*Prompt:* Write out every line below again exactly as it stands, skipping each image.

━━━ Input material

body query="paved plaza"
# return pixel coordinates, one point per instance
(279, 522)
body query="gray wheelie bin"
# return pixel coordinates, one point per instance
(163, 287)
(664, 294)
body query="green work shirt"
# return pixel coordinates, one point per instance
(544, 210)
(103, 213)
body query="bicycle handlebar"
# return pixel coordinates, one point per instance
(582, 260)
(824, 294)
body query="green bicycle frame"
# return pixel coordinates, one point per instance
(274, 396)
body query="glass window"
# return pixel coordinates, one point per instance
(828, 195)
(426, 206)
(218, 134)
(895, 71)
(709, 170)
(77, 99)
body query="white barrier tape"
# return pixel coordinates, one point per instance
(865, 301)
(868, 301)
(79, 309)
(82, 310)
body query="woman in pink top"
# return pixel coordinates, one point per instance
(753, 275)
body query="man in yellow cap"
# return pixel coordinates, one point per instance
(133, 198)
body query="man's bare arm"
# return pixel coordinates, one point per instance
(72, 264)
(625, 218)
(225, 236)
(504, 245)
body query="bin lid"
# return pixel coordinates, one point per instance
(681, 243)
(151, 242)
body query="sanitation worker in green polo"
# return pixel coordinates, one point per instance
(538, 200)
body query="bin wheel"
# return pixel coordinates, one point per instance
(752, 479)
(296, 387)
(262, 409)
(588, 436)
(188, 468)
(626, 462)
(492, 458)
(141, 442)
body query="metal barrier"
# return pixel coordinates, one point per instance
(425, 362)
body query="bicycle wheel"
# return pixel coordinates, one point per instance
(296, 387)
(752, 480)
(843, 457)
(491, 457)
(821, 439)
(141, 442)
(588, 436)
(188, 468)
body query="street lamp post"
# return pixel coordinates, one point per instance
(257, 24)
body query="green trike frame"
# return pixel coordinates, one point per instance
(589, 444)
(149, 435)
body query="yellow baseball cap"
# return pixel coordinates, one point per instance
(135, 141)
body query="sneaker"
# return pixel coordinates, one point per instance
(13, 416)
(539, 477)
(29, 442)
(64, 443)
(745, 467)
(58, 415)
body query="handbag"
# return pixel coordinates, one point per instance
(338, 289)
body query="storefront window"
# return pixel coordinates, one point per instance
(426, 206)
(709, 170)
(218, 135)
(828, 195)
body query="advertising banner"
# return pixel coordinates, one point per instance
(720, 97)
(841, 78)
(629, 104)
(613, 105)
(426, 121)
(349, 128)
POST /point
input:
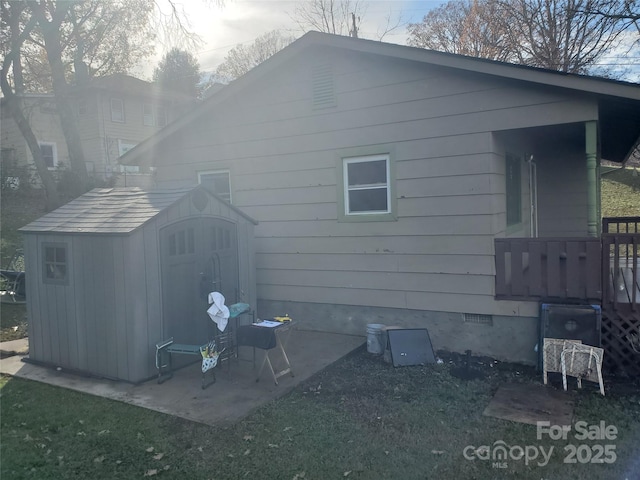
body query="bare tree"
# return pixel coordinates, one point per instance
(339, 17)
(561, 35)
(464, 27)
(50, 45)
(15, 32)
(242, 58)
(179, 71)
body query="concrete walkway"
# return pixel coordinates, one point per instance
(235, 394)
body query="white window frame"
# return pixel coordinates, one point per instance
(54, 150)
(117, 110)
(218, 172)
(124, 147)
(148, 117)
(387, 185)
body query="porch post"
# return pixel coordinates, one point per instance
(591, 149)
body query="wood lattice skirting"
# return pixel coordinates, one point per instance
(616, 326)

━━━━━━

*Solution below:*
body query="paved plaza"
# return pixel coordinates, one point per instance
(279, 522)
body query="gray wheelie bin"
# return pixel coordinates, one point per instance
(163, 287)
(664, 294)
body query="green work shirt"
# return pixel coordinates, one point per instance
(544, 210)
(103, 213)
body query="bicycle handlebar"
# return pixel coordinates, one point per instance
(582, 260)
(824, 294)
body query="green bicycle frame"
# return pixel coordinates, one point per instance
(274, 396)
body query="glass window"
# return pixel coordinates, one point per instance
(828, 195)
(426, 206)
(218, 134)
(895, 71)
(709, 170)
(77, 99)
body query="white barrier tape"
# return pixel coordinates, one point per instance
(865, 301)
(868, 301)
(79, 309)
(82, 310)
body query="woman in pink top"
# return pixel coordinates, one point per instance
(753, 275)
body query="man in yellow cap"
# return pixel coordinates, one point per instance
(133, 198)
body query="man's bare arm"
# return pixel coordinates, one point per instance
(72, 264)
(625, 218)
(225, 236)
(504, 245)
body query="bin lid"
# return pixel coordinates, one point per instance
(681, 243)
(151, 242)
body query="sanitation worker in green polo"
# return pixel coordinates, one point per instance
(538, 200)
body query="bin wheel"
# return pixel coordinates, one point per instance
(752, 479)
(296, 387)
(262, 409)
(588, 436)
(188, 468)
(626, 462)
(492, 458)
(141, 442)
body query="metal barrier"
# return pixel coordinates, one point per instance
(425, 362)
body query="bicycle wheel"
# return pixel coordinates, one point per instance
(296, 387)
(752, 480)
(843, 457)
(491, 457)
(821, 439)
(141, 442)
(588, 436)
(188, 468)
body query="street lamp post"
# return pixel coordinates, one point per instance
(257, 24)
body query="green trike frame"
# return pixel coordinates, one point per instance
(589, 444)
(149, 435)
body query="yellow baseball cap"
# return pixel coordinates, one point per instance
(135, 141)
body query="sneaker"
# return pixel coordinates, one point per instance
(13, 416)
(539, 477)
(29, 442)
(64, 443)
(745, 467)
(58, 415)
body query="handbag"
# return pixel coordinates, one point per instance
(338, 289)
body query="storefront window"
# return pixel coordinates, one point per instance
(426, 206)
(709, 170)
(218, 135)
(828, 195)
body query="advertising banner"
# return pixel coordinates, one point per instance
(720, 97)
(841, 78)
(629, 104)
(613, 105)
(426, 121)
(349, 128)
POST /point
input:
body query="bare tree"
# return pixel coordinates, one point per instance
(339, 17)
(561, 35)
(464, 27)
(50, 45)
(15, 32)
(242, 58)
(179, 71)
body query="concrete walkway"
# return pixel coordinates, one point per instance
(235, 394)
body query="white window frame"
# return pixel coordinates, one point per instance
(54, 150)
(117, 110)
(218, 172)
(124, 147)
(148, 117)
(387, 185)
body query="porch post"
# return pixel coordinates, one point per instance
(591, 149)
body query="wood lattice skirting"
# return pixel coordinates, one point per instance
(616, 326)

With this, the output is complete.